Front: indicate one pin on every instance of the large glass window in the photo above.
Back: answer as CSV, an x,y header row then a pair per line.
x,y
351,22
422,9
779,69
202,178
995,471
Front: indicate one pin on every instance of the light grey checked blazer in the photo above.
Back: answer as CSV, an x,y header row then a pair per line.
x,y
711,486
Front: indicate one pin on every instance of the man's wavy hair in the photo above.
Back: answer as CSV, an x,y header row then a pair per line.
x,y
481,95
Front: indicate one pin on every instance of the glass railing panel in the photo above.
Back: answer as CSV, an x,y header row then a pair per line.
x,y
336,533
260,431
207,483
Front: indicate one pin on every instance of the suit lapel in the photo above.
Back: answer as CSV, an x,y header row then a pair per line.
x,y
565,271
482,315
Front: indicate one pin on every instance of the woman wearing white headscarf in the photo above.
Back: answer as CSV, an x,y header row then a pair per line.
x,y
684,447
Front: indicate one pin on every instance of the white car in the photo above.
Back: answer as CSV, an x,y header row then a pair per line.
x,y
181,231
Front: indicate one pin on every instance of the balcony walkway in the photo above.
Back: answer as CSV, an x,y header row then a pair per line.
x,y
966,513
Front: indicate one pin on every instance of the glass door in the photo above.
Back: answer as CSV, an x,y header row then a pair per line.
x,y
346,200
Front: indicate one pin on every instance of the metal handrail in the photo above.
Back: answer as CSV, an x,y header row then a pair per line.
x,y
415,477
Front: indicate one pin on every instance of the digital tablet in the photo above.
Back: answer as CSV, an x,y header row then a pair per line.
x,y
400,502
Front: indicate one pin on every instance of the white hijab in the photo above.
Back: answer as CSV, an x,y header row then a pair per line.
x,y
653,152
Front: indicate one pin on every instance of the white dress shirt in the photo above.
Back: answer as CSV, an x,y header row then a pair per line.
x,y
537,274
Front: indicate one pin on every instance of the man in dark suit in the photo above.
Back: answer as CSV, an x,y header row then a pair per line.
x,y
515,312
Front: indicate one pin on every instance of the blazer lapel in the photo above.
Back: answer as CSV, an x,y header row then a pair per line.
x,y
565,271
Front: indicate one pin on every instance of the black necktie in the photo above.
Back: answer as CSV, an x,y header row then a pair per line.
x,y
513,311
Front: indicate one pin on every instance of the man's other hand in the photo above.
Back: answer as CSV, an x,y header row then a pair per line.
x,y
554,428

# [Your task]
Each record above should be restated word for word.

# [Output of the exercise]
Front: indicate one pin on every instance of the large glass window in the photo above.
Back: answer as CSV, an x,y header row then a pair per line.
x,y
351,22
422,9
779,69
202,178
995,471
Front: indicate one pin on every instance of the light grey checked blazer in the photo above.
Back: answer as CSV, an x,y header row then a pair per line.
x,y
711,486
Front: indicate one pin on every instance of the man's wavy hair in the photo above.
Back: answer as CSV, an x,y header row then a pair per line.
x,y
481,95
Front: indicate one pin on every instance of the glass railing panel in the photo above.
Back: answer as CSV, an x,y header row then a pair per line.
x,y
336,533
260,431
207,483
Front: indicate one pin on every instance of the suit lapel in the photo above.
Back: answer as CSV, an x,y header row then a pair per line.
x,y
565,271
482,315
Front: indicate one pin on every instance of the woman wearing white headscarf in the photo above.
Back: answer as CSV, an x,y header row then a pair per line.
x,y
684,447
Front: indicate one pin on every instance of the white car in the photo above.
Back: answer as CSV, an x,y header row then a pair per line.
x,y
181,231
Front: indicate one pin on every instance of the balcony walkway in the photo above.
Back: answer as CSV, an x,y header row then a pair per line.
x,y
966,513
Front: indicate one pin on every instance of the glass door in the photo above.
Back: answer as CSV, an x,y header row then a pair per line.
x,y
346,200
Front: indicate one pin on every instance of the metal handrail in the photo above.
Back: answer as CSV, an x,y header row then a pair per line.
x,y
415,477
Front: indicate one pin on every instance of the digital tablet in the photo above.
Back: answer as CSV, an x,y header row then a pair per line.
x,y
400,502
Front: indicate one pin on every instance of the white hijab in the photo above.
Back: answer as CSV, an x,y header row then a pair per line.
x,y
653,152
Front: indicate one pin on every instance of the white dress shirt in the photo above.
Back: answer as CSV, an x,y header row then a pair per line.
x,y
537,274
Front: indicate one pin on every instance of the man in dark suit in the photo above.
Back: answer as CSV, an x,y header row then a pair per line.
x,y
515,312
Front: indicate one pin on every instance of the blazer lapel in the photo above.
Back: answer as CSV, an x,y header row then a pair per line.
x,y
565,271
Front: indicate one pin on every instance of the black necktie in the photo above.
Back: answer as CSV, an x,y header row then a pair per line.
x,y
513,311
Front: indicate one pin on every instance of the man's other hand in the photo above.
Back: answer as CSV, an x,y header row then a pair per line.
x,y
554,428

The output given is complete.